**AUFGABE**
Beantworte die folgenden Fragen zum Auszug über den Flugzeugexport in den Tschad.
1. Welcher Flugzeugtyp wurde in den Tschad ausgeführt?
2. Mit welcher Begründung wurde das Geschäft bewilligt?
3. Wie lange nach der Ausfuhr soll das Flugzeug bewaffnet und gegen Rebellen eingesetzt worden sein?

═══ VORLIEGENDER AUSZUG

Pilatus: Der Fall Tschad

Im Juli letzten Jahres exportierte die Stanser Pilatus ein Flugzeug des Typs PC-9 ins Bürgerkriegsland Tschad. Das Geschäft wurde damals mit der Begründung bewilligt, die Maschine werde nur für Trainingszwecke gebraucht. Jetzt verdichten sich die Hinweise, dass das Flugzeug bereits zwei Monate nach der Ausfuhr bewaffnet und gegen Rebellen eingesetzt wurde.

══════
═══ BEREITGESTELLTE ANGABEN

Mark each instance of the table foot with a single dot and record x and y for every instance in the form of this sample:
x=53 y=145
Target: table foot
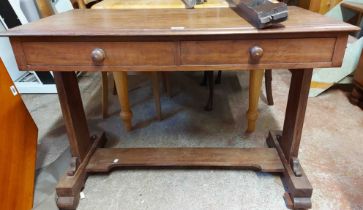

══════

**ANTWORT ZUR AUFGABE**
1. Ein Flugzeug des Typs PC-9.
2. Die Maschine werde nur für Trainingszwecke gebraucht.
3. Bereits zwei Monate nach der Ausfuhr.